-- Given information start --

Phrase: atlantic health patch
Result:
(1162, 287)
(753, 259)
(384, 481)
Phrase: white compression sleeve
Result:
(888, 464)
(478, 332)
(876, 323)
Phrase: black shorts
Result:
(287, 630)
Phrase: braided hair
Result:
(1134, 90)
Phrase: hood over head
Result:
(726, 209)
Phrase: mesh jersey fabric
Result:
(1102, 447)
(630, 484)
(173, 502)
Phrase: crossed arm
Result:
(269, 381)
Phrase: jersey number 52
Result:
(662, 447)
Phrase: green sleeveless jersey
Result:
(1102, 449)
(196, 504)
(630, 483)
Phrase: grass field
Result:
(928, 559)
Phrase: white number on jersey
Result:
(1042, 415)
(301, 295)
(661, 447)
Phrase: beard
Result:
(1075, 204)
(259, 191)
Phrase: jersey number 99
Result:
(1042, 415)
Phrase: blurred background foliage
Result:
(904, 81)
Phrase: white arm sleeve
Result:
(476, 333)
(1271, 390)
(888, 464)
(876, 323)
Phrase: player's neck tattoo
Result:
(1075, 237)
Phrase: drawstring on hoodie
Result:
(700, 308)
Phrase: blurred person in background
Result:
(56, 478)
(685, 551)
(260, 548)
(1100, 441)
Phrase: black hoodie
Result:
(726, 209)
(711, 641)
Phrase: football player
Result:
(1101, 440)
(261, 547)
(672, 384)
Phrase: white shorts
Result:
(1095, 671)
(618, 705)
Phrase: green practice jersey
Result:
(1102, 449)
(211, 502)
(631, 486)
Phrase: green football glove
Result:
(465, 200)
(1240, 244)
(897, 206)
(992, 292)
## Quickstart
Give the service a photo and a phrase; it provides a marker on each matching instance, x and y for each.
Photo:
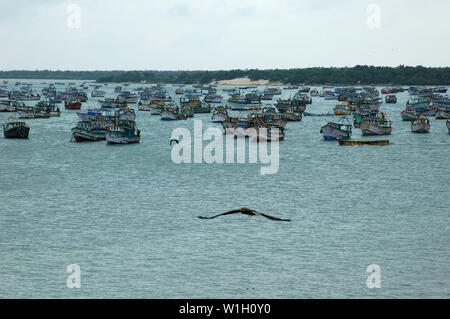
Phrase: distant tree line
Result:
(401, 75)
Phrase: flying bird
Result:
(247, 211)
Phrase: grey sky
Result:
(222, 34)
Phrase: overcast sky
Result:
(222, 34)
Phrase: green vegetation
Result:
(401, 75)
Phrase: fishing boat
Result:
(88, 131)
(375, 143)
(97, 93)
(293, 115)
(316, 114)
(334, 130)
(15, 129)
(391, 99)
(342, 109)
(123, 130)
(265, 133)
(194, 103)
(443, 113)
(213, 98)
(171, 113)
(72, 104)
(420, 125)
(10, 106)
(237, 102)
(219, 115)
(127, 97)
(48, 107)
(30, 112)
(156, 106)
(409, 114)
(123, 134)
(380, 125)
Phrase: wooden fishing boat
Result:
(268, 134)
(334, 130)
(15, 129)
(170, 113)
(342, 109)
(421, 125)
(72, 104)
(88, 131)
(30, 112)
(380, 125)
(409, 114)
(391, 99)
(219, 115)
(443, 114)
(293, 115)
(376, 143)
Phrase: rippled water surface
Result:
(127, 215)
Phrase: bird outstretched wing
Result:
(270, 217)
(235, 211)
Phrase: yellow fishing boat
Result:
(376, 143)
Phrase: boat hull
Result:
(376, 143)
(330, 133)
(17, 132)
(420, 128)
(112, 138)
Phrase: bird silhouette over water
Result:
(246, 211)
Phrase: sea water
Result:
(127, 215)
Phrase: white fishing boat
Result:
(122, 135)
(219, 115)
(380, 125)
(421, 125)
(334, 130)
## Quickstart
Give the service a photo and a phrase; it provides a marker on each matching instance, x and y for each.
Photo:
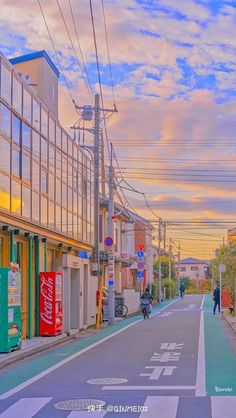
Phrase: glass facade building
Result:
(45, 178)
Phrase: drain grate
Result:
(107, 381)
(79, 404)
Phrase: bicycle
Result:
(121, 310)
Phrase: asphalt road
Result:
(161, 364)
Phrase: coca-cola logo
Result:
(46, 290)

-- Given information end --

Instruction —
Without including any pictures, output all the entries above exactly.

Exercise result —
Phrase: atlantic health patch
Result:
(1162, 287)
(753, 259)
(384, 481)
Phrase: white compression sleeve
Result:
(888, 464)
(478, 332)
(876, 323)
Phrase: black shorts
Result:
(287, 630)
Phrase: braided hair
Result:
(1134, 90)
Phrase: hood over head
Result:
(726, 209)
Phrase: mesh jersey fabric
Result:
(1102, 447)
(630, 484)
(173, 502)
Phrase: crossed arm
Result:
(269, 381)
Phrase: jersey number 52
Result:
(662, 447)
Phrase: green sleeveless jersey
Result:
(1102, 449)
(196, 504)
(630, 483)
Phrase: grass field
Result:
(928, 559)
Phrase: white number on jersey
Result:
(1042, 415)
(301, 295)
(661, 447)
Phrase: beard
Result:
(1075, 204)
(259, 191)
Phrase: jersey number 99
Result:
(1042, 415)
Phrase: blurred background foliage
Result:
(904, 81)
Phrase: white arm sleeve
Result:
(476, 333)
(1271, 390)
(888, 464)
(876, 323)
Phrase: player's neck tattoo
Result:
(1075, 237)
Phrase: drawstring on hoodie
Result:
(700, 308)
Phrase: blurred person in background
Result:
(56, 478)
(685, 551)
(260, 548)
(1100, 441)
Phrase: black hoodie
Result:
(726, 209)
(711, 641)
Phrase: football player
Result:
(1101, 440)
(261, 547)
(672, 384)
Phrase: white shorts
Result:
(1095, 671)
(618, 705)
Phrase: green practice jersey
Result:
(1102, 449)
(211, 502)
(631, 486)
Phrase: green football glove
Result:
(465, 200)
(1240, 244)
(897, 206)
(992, 292)
## Quickstart
Give the service a photo and a phrase; it provides a marker on each matching instance, x and y for each.
Photo:
Phrase: distant tree line
Result:
(401, 75)
Phrase: flying bird
Result:
(247, 211)
Phrase: grey sky
Result:
(222, 34)
Phrase: overcast sky
Result:
(222, 34)
Phrase: green vegetation
Result:
(401, 75)
Phrase: fishing boat
Result:
(88, 131)
(375, 143)
(97, 93)
(293, 115)
(316, 114)
(334, 130)
(15, 129)
(391, 99)
(342, 109)
(123, 130)
(265, 133)
(194, 103)
(443, 113)
(213, 98)
(171, 113)
(72, 104)
(420, 125)
(10, 106)
(237, 102)
(219, 115)
(127, 97)
(48, 107)
(30, 112)
(156, 106)
(409, 114)
(123, 134)
(380, 125)
Phrase: wooden fishing boat
Result:
(268, 134)
(334, 130)
(15, 129)
(170, 113)
(342, 109)
(421, 125)
(72, 104)
(88, 131)
(30, 112)
(380, 125)
(409, 114)
(391, 99)
(219, 115)
(443, 114)
(293, 115)
(376, 143)
Phrase: rippled water surface
Result:
(127, 215)
Phrase: bird outstretched wing
Result:
(270, 217)
(235, 211)
Phrase: yellow fishing boat
Result:
(376, 143)
Phrase: boat hull
Result:
(376, 143)
(330, 133)
(17, 132)
(420, 128)
(112, 138)
Phrase: bird silhouette over water
Result:
(246, 211)
Phrase: sea water
Result:
(127, 215)
Phrase: white fishing boat
Result:
(122, 135)
(219, 115)
(380, 125)
(421, 125)
(334, 130)
## Quickstart
Give the service a photo and a phrase; it provides a marker on each matching instance, x and y for each.
Photo:
Phrase: glass facade building
Result:
(45, 178)
Phrase: drain grate
Result:
(107, 381)
(79, 404)
Phrase: bicycle
Result:
(121, 310)
Phrase: asphalt road
Result:
(161, 364)
Phrase: coca-cola logo
Result:
(46, 290)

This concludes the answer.